* start EXTRACTED RECORDS *
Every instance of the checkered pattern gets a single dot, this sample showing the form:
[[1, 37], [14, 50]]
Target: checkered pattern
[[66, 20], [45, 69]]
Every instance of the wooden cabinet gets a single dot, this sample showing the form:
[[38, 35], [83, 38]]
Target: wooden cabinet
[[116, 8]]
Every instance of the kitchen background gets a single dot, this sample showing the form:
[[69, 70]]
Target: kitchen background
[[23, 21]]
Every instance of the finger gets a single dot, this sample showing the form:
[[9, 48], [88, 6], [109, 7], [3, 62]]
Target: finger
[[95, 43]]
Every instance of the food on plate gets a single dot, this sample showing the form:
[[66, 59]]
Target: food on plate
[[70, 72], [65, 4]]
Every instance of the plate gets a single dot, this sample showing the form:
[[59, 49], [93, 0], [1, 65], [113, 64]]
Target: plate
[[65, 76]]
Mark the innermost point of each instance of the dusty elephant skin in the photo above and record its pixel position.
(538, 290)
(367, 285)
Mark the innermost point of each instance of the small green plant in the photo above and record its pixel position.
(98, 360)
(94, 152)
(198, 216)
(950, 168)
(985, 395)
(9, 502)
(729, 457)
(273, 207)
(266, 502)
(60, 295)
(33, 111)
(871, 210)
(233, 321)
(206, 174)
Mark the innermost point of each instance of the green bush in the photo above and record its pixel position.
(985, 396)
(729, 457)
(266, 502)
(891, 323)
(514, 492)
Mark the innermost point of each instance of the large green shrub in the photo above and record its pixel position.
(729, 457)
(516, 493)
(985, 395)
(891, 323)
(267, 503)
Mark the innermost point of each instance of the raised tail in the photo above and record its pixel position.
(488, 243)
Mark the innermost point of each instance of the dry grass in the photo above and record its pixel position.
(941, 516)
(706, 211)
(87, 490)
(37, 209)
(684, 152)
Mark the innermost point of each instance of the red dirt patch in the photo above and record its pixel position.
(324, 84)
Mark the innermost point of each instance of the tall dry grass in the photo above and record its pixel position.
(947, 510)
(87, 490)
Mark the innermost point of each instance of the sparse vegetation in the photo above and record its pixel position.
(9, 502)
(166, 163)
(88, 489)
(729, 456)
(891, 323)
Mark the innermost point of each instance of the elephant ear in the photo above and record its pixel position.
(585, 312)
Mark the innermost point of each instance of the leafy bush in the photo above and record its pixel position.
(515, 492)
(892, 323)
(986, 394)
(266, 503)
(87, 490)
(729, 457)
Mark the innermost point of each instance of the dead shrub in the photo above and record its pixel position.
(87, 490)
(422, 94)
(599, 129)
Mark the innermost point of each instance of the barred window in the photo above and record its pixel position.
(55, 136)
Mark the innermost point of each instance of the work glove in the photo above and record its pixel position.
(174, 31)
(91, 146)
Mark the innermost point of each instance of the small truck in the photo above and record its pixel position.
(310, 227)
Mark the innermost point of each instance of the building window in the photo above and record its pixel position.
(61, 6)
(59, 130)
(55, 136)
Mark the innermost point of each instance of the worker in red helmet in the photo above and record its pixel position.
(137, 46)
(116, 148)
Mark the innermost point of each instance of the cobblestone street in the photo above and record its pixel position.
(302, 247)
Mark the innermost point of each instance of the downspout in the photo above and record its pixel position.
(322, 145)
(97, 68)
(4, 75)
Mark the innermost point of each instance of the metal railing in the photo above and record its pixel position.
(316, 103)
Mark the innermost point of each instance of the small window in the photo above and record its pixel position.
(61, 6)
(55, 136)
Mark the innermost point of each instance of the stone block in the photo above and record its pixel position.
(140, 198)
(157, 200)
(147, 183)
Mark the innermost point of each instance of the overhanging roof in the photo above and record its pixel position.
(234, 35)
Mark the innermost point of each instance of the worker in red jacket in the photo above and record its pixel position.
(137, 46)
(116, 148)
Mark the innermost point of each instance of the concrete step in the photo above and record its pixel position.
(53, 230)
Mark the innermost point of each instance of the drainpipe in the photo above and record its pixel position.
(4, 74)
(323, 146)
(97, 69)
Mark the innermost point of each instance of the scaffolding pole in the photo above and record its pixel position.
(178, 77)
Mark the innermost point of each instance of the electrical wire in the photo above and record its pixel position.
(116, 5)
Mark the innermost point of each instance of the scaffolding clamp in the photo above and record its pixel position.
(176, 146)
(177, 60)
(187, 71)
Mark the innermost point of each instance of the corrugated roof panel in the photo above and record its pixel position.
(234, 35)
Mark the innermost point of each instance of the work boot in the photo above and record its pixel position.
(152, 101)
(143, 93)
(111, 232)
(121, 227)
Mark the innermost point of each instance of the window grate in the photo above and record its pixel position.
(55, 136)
* end EXTRACTED RECORDS *
Starting at the line containing "in red jacket" and ending at the last line of the records, write out every line again, requests included, shifting each pixel coordinate in the answers by adding 70 to it.

Mark the innermost point of each instance of the worker in red jacket in the photo above and record its pixel position.
(207, 116)
(186, 218)
Mark the innermost point of each instance of the concrete step in the photo above and record its pixel position.
(123, 300)
Mark the innermost point of each instance of the drainpipe in the photo above and record its pixel position.
(74, 144)
(393, 216)
(167, 139)
Mark the innermost point of each instance of the scaffolding pole in the photo above and record its pixel position.
(248, 147)
Mark the innermost point of each instance of the electrical wire in the photo above and record its pixel position.
(186, 75)
Mark the innermost point of each instance of the scaffolding clamp in the photo above and record its pixel position.
(246, 216)
(247, 130)
(257, 141)
Mark the innermost point of each instance of the corrugated roof panel in the photo above and record its pixel position.
(304, 105)
Mark the innermost point of each instance of the work boot in the photo above and record its pixel position.
(222, 171)
(213, 163)
(181, 302)
(191, 297)
Mark the innermost point of each instance of the window grate in the photo above and record its pixel position.
(125, 206)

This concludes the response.